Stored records
== Segment start ==

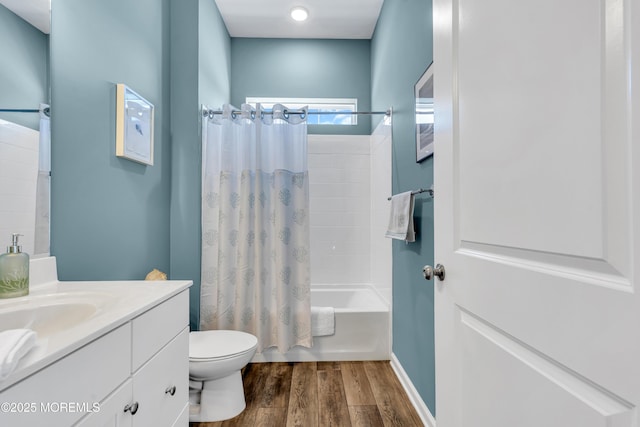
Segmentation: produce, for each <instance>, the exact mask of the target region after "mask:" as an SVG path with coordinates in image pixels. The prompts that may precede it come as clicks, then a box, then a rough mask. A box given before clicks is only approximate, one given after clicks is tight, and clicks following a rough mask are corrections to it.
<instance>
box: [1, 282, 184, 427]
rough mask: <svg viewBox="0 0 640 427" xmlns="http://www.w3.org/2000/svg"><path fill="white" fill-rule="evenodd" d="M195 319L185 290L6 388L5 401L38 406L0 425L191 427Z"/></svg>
mask: <svg viewBox="0 0 640 427" xmlns="http://www.w3.org/2000/svg"><path fill="white" fill-rule="evenodd" d="M188 323H189V294H188V290H183V291H182V292H180V293H179V294H177V295H175V296H173V297H171V298H169V299H168V300H166V301H164V302H161V303H160V304H158V305H156V306H155V307H152V308H150V309H149V310H147V311H145V312H144V313H141V314H139V315H138V316H136V317H134V318H132V319H130V320H128V321H126V323H124V324H121V325H120V326H117V327H116V328H115V329H112V330H111V331H108V332H106V333H105V334H103V335H102V336H100V337H98V338H96V339H95V340H93V341H91V342H90V343H88V344H86V345H85V346H83V347H81V348H79V349H78V350H76V351H74V352H73V353H71V354H69V355H67V356H65V357H64V358H62V359H60V360H58V361H56V362H55V363H52V364H51V365H49V366H47V367H45V368H44V369H42V370H40V371H38V372H36V373H35V374H33V375H31V376H29V377H27V378H25V379H24V380H22V381H20V382H18V383H17V384H14V385H13V386H11V387H9V388H8V389H6V390H4V391H3V392H2V393H0V402H12V403H18V402H22V403H24V404H29V405H32V407H31V408H30V409H34V410H33V411H30V412H28V413H25V412H24V406H23V407H20V408H18V407H16V409H21V411H20V412H16V413H8V412H5V411H3V412H2V413H0V425H20V426H43V425H46V426H65V427H66V426H71V425H76V426H83V427H101V426H105V427H106V426H118V427H121V426H132V427H133V426H135V427H140V426H184V427H186V426H187V425H188V418H189V405H188V400H189V395H188V393H189V390H188V382H189V327H188ZM61 405H62V406H64V408H62V407H61ZM72 405H73V408H71V406H72Z"/></svg>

== Segment end ==

Required work » From the first line to the last, output the data exactly; skip any pictures.

Response to this exercise »
Segmentation: produce, for each <instance>, the exact mask of the target region after "mask:" as an SVG path with coordinates in image pixels. The prompts that may precede it come as clicks, then a box, then a rough mask. A box given before clicks is only approximate, one given after clicks is tight, and clicks following a rough mask are corrections to it.
<instance>
box: [1, 282, 184, 427]
rough mask: <svg viewBox="0 0 640 427" xmlns="http://www.w3.org/2000/svg"><path fill="white" fill-rule="evenodd" d="M195 319L185 290L6 388L5 401L38 406L0 425L191 427Z"/></svg>
mask: <svg viewBox="0 0 640 427" xmlns="http://www.w3.org/2000/svg"><path fill="white" fill-rule="evenodd" d="M188 323H189V294H188V290H183V291H182V292H180V293H179V294H177V295H175V296H173V297H171V298H169V299H168V300H166V301H164V302H161V303H160V304H158V305H156V306H155V307H152V308H150V309H149V310H147V311H145V312H144V313H141V314H139V315H138V316H136V317H134V318H132V319H130V320H128V321H126V323H124V324H121V325H120V326H117V327H116V328H115V329H112V330H111V331H108V332H106V333H105V334H103V335H102V336H100V337H98V338H96V339H95V340H93V341H91V342H90V343H88V344H86V345H85V346H83V347H81V348H79V349H78V350H76V351H74V352H73V353H71V354H69V355H67V356H65V357H64V358H62V359H60V360H58V361H56V362H55V363H52V364H51V365H49V366H47V367H45V368H44V369H42V370H40V371H38V372H36V373H35V374H33V375H31V376H29V377H27V378H25V379H24V380H22V381H20V382H18V383H17V384H14V385H13V386H11V387H9V388H8V389H6V390H4V391H3V392H2V393H0V402H12V403H18V402H22V403H24V404H29V405H32V407H31V408H30V409H34V410H33V411H30V412H28V413H25V412H24V406H23V407H20V408H18V407H16V409H21V411H20V412H16V413H8V412H5V411H3V412H2V413H0V425H20V426H43V425H46V426H65V427H66V426H71V425H76V426H83V427H101V426H105V427H106V426H118V427H121V426H132V427H133V426H135V427H140V426H184V427H186V426H187V425H188V418H189V405H188V400H189V395H188V393H189V390H188V382H189V327H188ZM61 405H62V406H64V408H62V407H61ZM72 405H73V408H71V406H72Z"/></svg>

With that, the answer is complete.